(SOURCE TEXT)
The FTSE 100 was up 0.5 percent at 7,103.30 points by 1008 GMT, in line with a broadly positive European market. However, the index remained close to its lowest level since December 2016, which it reached on Friday.
"The bounce for the FTSE is tepid at best," Mike van Dulken, head of research at Accendo Markets, said, adding that Brexit was still hanging over the market following a speech by Prime Minister Theresa May on Friday which failed to persuade many investors that a deal with the European Union was any closer.
The materials and energy sectors added the most points to the index, around 18 points collectively as oil prices advanced before a meeting between OPEC and U.S. shale firms. Metals prices also firmed.
Shares in Royal Dutch Shell and BP both rose around 0.8 percent.
Miners Rio Tinto and BHP Billiton, which both have high exposure to iron ore, gained more than 1 percent and partially recovered some of the previous session's losses when steelmakers were hit by concerns around U.S. President Donald Trump's plans to put tariffs on steel and aluminium imports.
While gains were broad-based, shares in grocer Tesco rose 0.6 percent after the company completed its $5.5 billion takeover of Booker, with Jefferies raising its rating on the stock to a "buy" rating.
Supermarket stocks have come under pressure from concerns around an inflation squeeze on consumers and a price war brought on by discount food retailers.
"The obvious benefits of reducing input headwinds and of a less defensively minded consumer should provide a more helpful backdrop to grocers from here," analysts at Jefferies said in a note. "Whether this will be supercharged by more modest discounter openings remains to be seen, but we are hopeful," Jefferies added, also upgrading Morrisons to "buy".
Outside of the blue chips, Ultra Electronics was the biggest mid cap faller, down more than 13 percent at a three-month low after the defence contractor terminated its $234 million acquisition of Sparton Corp due to anti-trust concerns raised by the U.S. Department of Justice.

(TASK INSTRUCTIONS)
1. Write out the FTSE 100 report word for word, starting at "The materials and" and ending at "and aluminium imports.".
2. For each statement, answer yes or no according to the FTSE 100 report, and quote the words from the report that decide it. (a) Tesco shares rose 0.6 percent after the company completed its takeover of Booker. (b) Ultra Electronics completed its acquisition of Sparton Corp. (c) Shares in Royal Dutch Shell and BP both rose around 2 percent.

(RECORDS)
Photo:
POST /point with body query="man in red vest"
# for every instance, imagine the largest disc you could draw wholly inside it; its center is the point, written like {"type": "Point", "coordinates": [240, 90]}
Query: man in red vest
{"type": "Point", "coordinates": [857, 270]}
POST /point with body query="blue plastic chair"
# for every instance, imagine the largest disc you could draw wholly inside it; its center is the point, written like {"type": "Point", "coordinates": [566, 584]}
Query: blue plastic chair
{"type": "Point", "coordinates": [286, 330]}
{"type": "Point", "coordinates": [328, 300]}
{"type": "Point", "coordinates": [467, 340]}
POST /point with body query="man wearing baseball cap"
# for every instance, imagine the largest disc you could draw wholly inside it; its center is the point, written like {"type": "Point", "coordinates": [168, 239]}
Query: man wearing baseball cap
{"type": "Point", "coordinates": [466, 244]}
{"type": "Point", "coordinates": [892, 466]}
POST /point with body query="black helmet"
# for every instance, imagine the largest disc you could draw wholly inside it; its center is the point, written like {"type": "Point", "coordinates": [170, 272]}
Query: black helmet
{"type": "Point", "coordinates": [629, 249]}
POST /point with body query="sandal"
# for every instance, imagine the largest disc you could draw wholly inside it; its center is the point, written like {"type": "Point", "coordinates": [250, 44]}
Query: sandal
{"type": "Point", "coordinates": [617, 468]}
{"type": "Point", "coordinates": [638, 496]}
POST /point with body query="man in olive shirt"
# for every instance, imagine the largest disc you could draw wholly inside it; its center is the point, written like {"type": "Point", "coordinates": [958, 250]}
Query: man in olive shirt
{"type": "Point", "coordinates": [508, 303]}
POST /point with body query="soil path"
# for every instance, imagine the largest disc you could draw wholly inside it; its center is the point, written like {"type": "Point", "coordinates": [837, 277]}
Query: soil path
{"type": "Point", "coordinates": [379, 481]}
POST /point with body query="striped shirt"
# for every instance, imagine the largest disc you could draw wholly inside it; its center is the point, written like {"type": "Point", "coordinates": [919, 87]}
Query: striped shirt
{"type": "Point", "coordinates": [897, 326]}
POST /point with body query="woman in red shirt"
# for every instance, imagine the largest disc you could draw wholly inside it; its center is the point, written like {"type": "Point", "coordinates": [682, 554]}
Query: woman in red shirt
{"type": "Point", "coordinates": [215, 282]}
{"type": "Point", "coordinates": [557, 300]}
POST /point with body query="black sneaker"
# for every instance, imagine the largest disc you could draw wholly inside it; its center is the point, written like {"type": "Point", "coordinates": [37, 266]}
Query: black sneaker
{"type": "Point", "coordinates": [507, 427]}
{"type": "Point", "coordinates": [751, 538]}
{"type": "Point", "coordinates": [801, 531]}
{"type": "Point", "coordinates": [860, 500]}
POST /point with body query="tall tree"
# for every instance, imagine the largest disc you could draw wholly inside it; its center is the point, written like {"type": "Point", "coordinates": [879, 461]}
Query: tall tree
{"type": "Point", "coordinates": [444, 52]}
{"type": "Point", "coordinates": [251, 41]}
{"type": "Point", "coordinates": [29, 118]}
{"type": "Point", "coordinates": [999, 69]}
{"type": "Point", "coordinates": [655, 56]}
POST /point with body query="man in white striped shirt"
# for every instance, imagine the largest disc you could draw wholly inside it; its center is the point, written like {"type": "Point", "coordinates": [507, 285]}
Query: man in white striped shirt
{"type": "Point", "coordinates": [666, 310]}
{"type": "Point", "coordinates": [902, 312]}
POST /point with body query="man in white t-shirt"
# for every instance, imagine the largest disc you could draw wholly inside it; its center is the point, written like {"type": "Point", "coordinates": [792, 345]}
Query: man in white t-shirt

(COMPLETED EXERCISE)
1.
The materials and energy sectors added the most points to the index, around 18 points collectively as oil prices advanced before a meeting between OPEC and U.S. shale firms. Metals prices also firmed.
Shares in Royal Dutch Shell and BP both rose around 0.8 percent.
Miners Rio Tinto and BHP Billiton, which both have high exposure to iron ore, gained more than 1 percent and partially recovered some of the previous session's losses when steelmakers were hit by concerns around U.S. President Donald Trump's plans to put tariffs on steel and aluminium imports.

2.
(a) Yes: "shares in grocer Tesco rose 0.6 percent after the company completed its $5.5 billion takeover of Booker"
(b) No: "the defence contractor terminated its $234 million acquisition of Sparton Corp"
(c) No: "Shares in Royal Dutch Shell and BP both rose around 0.8 percent."